Name each food that the heart-health tips below say can lower or help with blood pressure.

▶ SOURCE TEXT
++++

Qualified health care practitioners can help you set and achieve health goals, to reduce your risk. Here are some tips to start protecting your heart.

Eat Right: Research shows that making the right diet choices can make a big difference. Include soluble whole fibers such as oats and barley. Soluble fiber helps keep cholesterol in check. Magnesium-filled leafy greens, beans and nuts can lower blood pressure and most importantly, reducing sodium in all forms (especially processed foods) helps some people lower blood pressure.

A diet packed with colorful fruits and veggies provides heart-helping antioxidants and essential nutrients. Both the Mediterranean diet and the DASH diet (Dietary Approaches to Stop Hypertension) offer guidelines to heart-healthy eating, encouraging whole foods and fiber and limiting saturated and trans fats. However, goods fats such as olive oil and fish oil can help with blood pressure and may reduce the damage cholesterol can do to arteries.

++++

▶ INFORMATION
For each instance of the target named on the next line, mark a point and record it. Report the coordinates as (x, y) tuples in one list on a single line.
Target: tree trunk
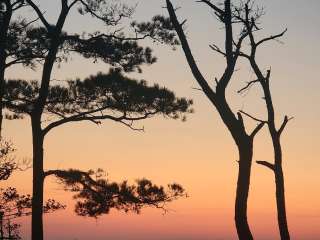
[(245, 162), (1, 226), (4, 26), (280, 189), (38, 179), (2, 72)]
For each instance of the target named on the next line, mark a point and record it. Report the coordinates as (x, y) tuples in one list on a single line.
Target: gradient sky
[(199, 154)]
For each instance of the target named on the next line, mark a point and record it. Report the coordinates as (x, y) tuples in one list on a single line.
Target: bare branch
[(284, 124), (252, 117), (40, 14), (272, 37), (217, 49), (185, 45), (257, 129), (214, 7), (249, 84), (266, 164)]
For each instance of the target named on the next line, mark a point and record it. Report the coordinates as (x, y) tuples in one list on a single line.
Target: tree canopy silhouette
[(114, 46), (96, 196), (109, 96), (17, 45)]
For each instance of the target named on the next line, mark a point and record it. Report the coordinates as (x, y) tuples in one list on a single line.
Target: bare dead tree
[(251, 26), (233, 121)]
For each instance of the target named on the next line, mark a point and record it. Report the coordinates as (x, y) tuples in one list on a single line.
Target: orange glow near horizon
[(199, 154)]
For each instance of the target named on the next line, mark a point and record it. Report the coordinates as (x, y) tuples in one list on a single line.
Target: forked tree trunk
[(243, 184), (38, 179)]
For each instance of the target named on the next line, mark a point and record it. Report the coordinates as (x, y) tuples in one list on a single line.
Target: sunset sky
[(199, 154)]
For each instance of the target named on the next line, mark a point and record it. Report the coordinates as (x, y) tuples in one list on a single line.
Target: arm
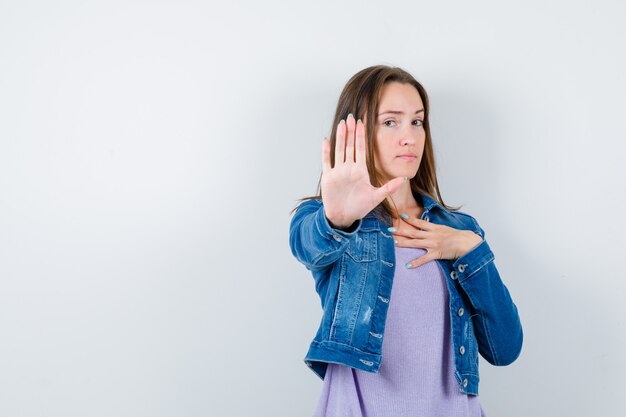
[(313, 241), (497, 323)]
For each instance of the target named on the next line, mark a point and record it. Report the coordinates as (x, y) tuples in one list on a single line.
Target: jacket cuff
[(329, 232), (473, 261)]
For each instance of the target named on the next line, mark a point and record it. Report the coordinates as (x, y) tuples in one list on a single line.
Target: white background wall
[(150, 153)]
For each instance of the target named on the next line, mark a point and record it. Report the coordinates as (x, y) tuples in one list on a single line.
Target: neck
[(404, 201)]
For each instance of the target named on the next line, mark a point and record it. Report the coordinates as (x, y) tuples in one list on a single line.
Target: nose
[(408, 138)]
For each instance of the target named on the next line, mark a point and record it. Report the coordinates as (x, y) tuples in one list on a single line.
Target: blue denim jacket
[(354, 272)]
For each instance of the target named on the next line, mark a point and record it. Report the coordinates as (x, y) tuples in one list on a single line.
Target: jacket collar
[(428, 203)]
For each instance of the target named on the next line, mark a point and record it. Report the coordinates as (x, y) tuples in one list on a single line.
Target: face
[(399, 133)]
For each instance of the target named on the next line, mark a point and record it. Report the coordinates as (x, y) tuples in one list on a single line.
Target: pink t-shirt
[(416, 375)]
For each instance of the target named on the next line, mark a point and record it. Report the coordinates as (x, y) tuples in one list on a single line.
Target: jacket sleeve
[(313, 241), (497, 324)]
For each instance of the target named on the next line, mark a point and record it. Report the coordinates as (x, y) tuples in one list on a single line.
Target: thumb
[(390, 188)]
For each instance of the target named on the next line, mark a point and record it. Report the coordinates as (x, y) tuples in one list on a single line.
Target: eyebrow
[(398, 112)]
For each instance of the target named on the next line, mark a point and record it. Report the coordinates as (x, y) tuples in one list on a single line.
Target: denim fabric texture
[(353, 273)]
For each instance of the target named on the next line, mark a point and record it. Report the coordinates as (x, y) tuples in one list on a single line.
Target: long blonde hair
[(361, 96)]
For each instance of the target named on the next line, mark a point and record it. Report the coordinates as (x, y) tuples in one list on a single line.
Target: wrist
[(468, 241)]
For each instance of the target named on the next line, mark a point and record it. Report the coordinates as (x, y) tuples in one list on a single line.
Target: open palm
[(347, 192)]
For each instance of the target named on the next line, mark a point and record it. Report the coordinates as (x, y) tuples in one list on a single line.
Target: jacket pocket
[(472, 348), (363, 246)]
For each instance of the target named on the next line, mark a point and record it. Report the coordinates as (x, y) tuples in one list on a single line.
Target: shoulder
[(470, 222), (461, 220)]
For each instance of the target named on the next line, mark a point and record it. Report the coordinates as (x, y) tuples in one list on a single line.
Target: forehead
[(399, 96)]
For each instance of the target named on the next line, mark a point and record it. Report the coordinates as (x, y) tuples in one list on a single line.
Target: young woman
[(411, 348)]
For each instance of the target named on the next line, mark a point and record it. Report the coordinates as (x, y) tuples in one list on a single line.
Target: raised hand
[(347, 192)]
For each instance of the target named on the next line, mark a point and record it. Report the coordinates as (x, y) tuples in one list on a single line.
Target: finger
[(404, 242), (340, 143), (410, 232), (389, 188), (418, 223), (415, 263), (359, 155), (325, 155)]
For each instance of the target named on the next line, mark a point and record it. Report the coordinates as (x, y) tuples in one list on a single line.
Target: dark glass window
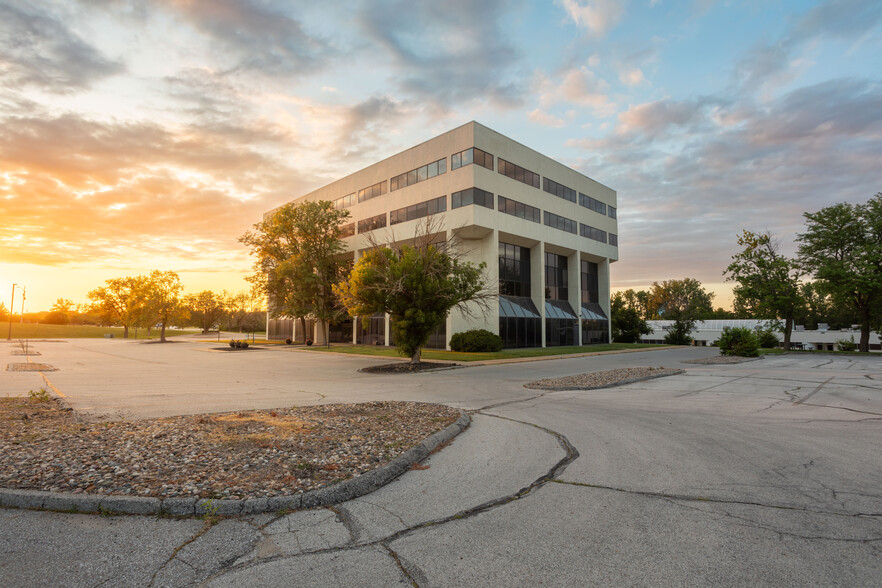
[(514, 270), (471, 196), (420, 174), (558, 190), (556, 279), (592, 204), (471, 155), (592, 233), (518, 173), (590, 282), (372, 191), (560, 222), (374, 222), (518, 209), (345, 201), (415, 211)]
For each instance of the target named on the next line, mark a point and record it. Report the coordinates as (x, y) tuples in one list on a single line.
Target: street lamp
[(11, 304)]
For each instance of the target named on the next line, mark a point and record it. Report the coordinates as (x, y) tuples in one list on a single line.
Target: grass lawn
[(429, 354), (35, 331)]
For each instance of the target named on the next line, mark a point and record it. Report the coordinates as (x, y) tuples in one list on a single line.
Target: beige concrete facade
[(480, 229)]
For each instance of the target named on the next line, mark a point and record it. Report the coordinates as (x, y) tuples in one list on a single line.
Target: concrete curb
[(345, 490), (613, 385)]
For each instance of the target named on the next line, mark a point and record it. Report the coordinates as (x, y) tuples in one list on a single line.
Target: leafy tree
[(119, 301), (842, 247), (768, 282), (162, 299), (206, 309), (627, 323), (417, 285), (298, 261)]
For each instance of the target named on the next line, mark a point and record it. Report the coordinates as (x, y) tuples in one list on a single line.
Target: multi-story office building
[(546, 232)]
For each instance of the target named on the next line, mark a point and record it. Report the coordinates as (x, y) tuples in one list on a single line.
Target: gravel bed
[(604, 379), (722, 359), (248, 454)]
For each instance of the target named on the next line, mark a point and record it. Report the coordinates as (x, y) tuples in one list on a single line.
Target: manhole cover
[(30, 367)]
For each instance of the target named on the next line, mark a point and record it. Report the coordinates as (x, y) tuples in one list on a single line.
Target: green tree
[(162, 300), (842, 247), (206, 309), (417, 285), (768, 282), (298, 250), (627, 323), (119, 301)]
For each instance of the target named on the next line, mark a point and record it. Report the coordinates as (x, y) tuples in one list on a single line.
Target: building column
[(537, 282), (574, 291)]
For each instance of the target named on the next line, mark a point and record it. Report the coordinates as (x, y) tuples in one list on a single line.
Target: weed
[(41, 395)]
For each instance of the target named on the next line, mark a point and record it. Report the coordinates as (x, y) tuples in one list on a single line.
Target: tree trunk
[(788, 328)]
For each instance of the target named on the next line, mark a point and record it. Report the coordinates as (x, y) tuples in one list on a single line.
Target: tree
[(162, 299), (627, 323), (417, 285), (206, 309), (842, 247), (768, 282), (119, 301), (298, 250)]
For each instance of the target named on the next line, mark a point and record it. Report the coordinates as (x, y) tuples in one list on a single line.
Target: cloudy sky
[(137, 135)]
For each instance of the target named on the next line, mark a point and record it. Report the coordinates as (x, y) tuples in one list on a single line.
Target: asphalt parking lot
[(761, 473)]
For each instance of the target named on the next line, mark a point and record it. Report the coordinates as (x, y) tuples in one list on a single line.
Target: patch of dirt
[(405, 367), (605, 379), (247, 454)]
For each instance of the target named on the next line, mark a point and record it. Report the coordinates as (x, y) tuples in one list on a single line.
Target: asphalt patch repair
[(239, 455)]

++++

▶ WORKED SOLUTION
- Leafy greens
- Beans
- Nuts
- Olive oil
- Fish oil